_How to complete this task_
Check each line of the records for "parked"; collect those that have it.

%%

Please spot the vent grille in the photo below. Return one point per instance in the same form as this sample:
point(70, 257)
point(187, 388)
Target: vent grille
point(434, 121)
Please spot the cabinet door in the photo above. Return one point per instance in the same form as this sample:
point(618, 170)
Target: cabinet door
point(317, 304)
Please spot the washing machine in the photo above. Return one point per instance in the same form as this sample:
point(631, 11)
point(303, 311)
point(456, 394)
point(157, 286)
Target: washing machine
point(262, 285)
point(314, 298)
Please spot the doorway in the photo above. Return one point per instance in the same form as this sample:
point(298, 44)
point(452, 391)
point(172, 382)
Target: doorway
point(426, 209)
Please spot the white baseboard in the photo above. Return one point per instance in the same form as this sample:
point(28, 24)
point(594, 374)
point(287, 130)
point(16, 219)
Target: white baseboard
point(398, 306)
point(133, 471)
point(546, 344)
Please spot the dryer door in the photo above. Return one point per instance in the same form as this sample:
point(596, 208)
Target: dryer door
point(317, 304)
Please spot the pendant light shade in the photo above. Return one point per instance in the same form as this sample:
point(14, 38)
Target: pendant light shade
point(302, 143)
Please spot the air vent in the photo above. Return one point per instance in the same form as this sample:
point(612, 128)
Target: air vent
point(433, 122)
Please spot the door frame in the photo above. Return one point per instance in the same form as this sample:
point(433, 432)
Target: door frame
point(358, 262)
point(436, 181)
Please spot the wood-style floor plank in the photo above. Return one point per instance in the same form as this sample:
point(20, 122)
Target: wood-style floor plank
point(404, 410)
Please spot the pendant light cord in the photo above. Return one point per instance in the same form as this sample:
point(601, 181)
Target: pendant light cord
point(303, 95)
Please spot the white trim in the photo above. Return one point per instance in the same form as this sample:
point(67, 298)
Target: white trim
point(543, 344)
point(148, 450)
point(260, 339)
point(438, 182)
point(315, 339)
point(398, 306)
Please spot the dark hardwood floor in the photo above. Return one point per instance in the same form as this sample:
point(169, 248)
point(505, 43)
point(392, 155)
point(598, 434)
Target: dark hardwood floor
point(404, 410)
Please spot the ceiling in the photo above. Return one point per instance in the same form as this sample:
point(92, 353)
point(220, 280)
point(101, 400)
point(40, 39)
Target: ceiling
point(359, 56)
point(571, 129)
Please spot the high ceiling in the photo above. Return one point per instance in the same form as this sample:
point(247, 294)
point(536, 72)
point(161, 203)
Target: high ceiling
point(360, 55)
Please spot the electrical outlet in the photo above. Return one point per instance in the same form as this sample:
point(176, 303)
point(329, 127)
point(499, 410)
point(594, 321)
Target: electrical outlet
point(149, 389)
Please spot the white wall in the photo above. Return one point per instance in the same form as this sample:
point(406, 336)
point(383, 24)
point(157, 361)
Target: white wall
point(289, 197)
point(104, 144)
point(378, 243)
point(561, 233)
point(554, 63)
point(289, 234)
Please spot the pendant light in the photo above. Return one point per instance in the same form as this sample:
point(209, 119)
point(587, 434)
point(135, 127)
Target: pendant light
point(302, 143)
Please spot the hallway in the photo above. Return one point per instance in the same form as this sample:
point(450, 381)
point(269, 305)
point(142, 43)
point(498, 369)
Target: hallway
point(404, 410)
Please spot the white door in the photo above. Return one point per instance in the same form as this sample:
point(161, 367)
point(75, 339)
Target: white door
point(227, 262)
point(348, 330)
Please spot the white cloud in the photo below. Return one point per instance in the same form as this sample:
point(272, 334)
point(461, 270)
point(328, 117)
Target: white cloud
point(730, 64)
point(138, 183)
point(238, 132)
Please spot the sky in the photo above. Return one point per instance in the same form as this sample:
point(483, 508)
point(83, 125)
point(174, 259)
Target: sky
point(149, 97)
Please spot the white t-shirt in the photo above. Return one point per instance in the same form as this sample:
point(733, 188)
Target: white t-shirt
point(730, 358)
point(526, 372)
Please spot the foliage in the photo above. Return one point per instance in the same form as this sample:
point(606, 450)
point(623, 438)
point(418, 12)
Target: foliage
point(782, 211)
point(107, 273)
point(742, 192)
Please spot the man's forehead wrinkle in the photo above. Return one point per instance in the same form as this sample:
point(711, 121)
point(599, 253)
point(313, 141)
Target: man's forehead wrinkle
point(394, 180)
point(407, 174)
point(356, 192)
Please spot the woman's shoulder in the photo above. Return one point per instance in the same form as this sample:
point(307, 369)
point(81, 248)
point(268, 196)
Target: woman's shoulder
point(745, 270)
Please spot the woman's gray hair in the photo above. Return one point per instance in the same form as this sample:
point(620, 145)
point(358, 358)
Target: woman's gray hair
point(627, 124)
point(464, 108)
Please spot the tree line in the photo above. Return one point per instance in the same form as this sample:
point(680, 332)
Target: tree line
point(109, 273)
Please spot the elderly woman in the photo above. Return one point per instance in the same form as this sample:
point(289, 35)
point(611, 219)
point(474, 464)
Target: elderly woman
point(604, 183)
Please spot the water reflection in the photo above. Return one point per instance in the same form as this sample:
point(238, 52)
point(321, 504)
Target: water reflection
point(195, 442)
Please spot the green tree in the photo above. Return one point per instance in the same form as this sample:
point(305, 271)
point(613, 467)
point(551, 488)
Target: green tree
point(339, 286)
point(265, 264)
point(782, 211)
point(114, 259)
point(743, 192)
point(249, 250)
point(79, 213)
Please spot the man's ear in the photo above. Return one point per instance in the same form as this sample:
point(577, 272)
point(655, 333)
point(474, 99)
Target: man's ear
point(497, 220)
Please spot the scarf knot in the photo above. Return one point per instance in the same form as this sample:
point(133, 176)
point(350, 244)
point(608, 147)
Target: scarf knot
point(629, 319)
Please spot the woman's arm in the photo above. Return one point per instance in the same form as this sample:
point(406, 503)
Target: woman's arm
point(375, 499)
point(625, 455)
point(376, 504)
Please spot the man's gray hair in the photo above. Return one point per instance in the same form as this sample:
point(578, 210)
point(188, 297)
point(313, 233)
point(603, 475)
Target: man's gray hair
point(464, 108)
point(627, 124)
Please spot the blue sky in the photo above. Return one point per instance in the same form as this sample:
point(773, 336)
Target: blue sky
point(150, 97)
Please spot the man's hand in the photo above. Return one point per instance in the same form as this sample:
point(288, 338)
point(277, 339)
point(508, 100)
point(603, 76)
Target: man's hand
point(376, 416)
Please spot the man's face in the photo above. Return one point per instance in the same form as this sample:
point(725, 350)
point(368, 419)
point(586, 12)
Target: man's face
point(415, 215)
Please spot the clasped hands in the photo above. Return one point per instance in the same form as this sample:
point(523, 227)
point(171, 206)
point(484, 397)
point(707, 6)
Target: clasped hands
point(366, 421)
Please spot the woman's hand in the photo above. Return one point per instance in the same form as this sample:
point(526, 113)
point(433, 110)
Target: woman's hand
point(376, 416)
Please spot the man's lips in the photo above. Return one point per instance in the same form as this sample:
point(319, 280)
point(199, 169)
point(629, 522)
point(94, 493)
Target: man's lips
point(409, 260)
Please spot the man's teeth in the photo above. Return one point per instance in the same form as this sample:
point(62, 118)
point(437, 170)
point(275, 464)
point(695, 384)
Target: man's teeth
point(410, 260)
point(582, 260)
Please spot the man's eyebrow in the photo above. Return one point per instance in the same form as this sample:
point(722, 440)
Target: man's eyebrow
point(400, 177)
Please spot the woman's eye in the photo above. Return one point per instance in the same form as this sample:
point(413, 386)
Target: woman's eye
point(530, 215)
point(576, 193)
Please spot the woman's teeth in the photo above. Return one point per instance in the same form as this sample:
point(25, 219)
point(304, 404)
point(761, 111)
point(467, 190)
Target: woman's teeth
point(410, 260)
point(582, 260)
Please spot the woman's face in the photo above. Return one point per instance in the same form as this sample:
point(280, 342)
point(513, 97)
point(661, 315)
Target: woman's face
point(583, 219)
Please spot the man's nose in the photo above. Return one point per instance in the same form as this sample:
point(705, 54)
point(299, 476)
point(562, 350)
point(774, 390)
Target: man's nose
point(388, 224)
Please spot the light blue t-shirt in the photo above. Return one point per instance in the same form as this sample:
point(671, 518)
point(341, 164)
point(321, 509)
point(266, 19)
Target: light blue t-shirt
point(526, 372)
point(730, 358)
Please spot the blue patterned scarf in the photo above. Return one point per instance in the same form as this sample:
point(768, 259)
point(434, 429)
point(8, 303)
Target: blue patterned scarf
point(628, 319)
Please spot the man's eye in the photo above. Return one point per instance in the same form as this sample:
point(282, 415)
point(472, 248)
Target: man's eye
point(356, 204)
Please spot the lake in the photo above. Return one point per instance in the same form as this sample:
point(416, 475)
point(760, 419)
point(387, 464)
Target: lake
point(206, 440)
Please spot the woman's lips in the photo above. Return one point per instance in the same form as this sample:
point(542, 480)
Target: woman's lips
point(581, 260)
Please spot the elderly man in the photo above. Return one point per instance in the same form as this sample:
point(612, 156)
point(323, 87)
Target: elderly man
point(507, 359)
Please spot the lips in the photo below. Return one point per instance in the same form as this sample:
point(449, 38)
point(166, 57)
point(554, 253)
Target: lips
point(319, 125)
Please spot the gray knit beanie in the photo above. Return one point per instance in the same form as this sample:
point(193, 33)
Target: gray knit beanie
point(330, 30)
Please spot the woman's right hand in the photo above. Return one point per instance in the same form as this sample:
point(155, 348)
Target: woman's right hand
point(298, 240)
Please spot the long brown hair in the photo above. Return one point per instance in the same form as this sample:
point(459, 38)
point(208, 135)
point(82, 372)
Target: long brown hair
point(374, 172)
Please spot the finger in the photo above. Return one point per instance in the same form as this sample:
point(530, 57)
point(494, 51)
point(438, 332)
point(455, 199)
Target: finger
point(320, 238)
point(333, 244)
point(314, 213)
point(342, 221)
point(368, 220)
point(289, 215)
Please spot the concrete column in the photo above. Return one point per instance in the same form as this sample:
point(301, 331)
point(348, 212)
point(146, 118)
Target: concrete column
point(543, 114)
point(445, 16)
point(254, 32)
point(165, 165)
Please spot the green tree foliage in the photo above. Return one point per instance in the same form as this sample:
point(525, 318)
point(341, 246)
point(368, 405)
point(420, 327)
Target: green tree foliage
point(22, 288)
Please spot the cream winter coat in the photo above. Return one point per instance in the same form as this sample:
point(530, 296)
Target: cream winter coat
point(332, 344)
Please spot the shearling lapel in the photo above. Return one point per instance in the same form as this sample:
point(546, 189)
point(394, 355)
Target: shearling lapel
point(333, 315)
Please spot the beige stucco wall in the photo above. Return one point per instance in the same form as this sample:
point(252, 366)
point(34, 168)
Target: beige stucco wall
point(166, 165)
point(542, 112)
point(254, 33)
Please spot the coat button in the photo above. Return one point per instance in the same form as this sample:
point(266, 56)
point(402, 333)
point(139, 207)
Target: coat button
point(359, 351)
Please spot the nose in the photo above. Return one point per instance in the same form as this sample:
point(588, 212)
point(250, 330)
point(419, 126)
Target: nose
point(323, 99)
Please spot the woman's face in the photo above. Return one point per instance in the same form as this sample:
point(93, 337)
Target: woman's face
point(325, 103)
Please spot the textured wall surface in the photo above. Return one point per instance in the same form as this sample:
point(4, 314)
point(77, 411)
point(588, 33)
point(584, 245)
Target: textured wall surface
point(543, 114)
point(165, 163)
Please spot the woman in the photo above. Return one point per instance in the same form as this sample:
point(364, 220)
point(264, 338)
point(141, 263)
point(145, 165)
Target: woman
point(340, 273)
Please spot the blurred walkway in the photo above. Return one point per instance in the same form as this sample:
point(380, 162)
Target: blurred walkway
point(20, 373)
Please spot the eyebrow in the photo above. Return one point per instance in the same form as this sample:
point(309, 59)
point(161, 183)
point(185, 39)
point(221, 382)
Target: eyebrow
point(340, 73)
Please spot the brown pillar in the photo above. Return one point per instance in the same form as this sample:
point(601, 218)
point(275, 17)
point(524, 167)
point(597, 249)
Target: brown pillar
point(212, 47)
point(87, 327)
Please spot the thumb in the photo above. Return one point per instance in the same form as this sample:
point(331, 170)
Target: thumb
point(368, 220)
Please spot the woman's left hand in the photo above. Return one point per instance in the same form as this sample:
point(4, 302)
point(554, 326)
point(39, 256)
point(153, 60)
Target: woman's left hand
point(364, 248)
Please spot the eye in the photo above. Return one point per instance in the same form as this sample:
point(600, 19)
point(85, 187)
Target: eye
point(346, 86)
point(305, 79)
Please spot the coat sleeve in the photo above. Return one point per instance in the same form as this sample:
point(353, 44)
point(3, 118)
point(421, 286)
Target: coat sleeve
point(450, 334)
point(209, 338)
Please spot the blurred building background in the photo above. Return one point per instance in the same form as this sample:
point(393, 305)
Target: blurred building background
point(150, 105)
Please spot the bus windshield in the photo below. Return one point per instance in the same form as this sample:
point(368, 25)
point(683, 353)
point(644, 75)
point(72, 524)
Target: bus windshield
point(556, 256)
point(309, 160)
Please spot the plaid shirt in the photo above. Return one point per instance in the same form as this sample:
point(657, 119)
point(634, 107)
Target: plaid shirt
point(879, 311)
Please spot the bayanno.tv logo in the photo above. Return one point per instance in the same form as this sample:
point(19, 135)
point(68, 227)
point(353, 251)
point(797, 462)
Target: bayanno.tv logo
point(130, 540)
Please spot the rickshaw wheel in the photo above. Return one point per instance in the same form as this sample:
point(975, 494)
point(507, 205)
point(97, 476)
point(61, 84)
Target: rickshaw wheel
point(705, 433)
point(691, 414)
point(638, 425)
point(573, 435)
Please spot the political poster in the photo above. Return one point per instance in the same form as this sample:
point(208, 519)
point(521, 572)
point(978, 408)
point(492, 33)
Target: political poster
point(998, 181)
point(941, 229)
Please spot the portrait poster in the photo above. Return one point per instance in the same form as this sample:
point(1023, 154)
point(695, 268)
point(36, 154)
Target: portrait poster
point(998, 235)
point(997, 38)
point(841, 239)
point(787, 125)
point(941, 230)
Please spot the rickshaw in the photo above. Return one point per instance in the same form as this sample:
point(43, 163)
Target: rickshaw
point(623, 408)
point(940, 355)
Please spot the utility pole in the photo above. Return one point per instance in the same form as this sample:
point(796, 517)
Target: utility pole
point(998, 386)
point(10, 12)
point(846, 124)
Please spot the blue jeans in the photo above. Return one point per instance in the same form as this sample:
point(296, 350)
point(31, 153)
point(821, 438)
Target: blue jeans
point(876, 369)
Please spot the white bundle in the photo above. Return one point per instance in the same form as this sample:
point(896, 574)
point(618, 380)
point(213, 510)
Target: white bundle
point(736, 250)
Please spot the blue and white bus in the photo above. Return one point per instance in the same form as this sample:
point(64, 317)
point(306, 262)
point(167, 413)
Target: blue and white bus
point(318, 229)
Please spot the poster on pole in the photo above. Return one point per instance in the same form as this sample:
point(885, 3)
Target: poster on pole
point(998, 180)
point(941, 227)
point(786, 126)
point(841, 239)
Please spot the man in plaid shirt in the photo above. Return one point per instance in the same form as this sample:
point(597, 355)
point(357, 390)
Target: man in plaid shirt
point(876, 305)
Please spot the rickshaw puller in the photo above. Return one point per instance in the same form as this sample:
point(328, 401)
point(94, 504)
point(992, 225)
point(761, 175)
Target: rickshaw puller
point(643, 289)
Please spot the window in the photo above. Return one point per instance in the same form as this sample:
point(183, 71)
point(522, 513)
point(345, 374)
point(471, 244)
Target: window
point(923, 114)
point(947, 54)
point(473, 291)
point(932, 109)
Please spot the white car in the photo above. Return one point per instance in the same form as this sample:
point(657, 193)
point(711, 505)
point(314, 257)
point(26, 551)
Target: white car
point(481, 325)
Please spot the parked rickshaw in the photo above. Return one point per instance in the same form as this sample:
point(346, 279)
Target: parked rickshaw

%%

_Completed task_
Please spot the parked rickshaw in the photo above. Return one point per instance in the same form as this sample:
Target: parked rickshaw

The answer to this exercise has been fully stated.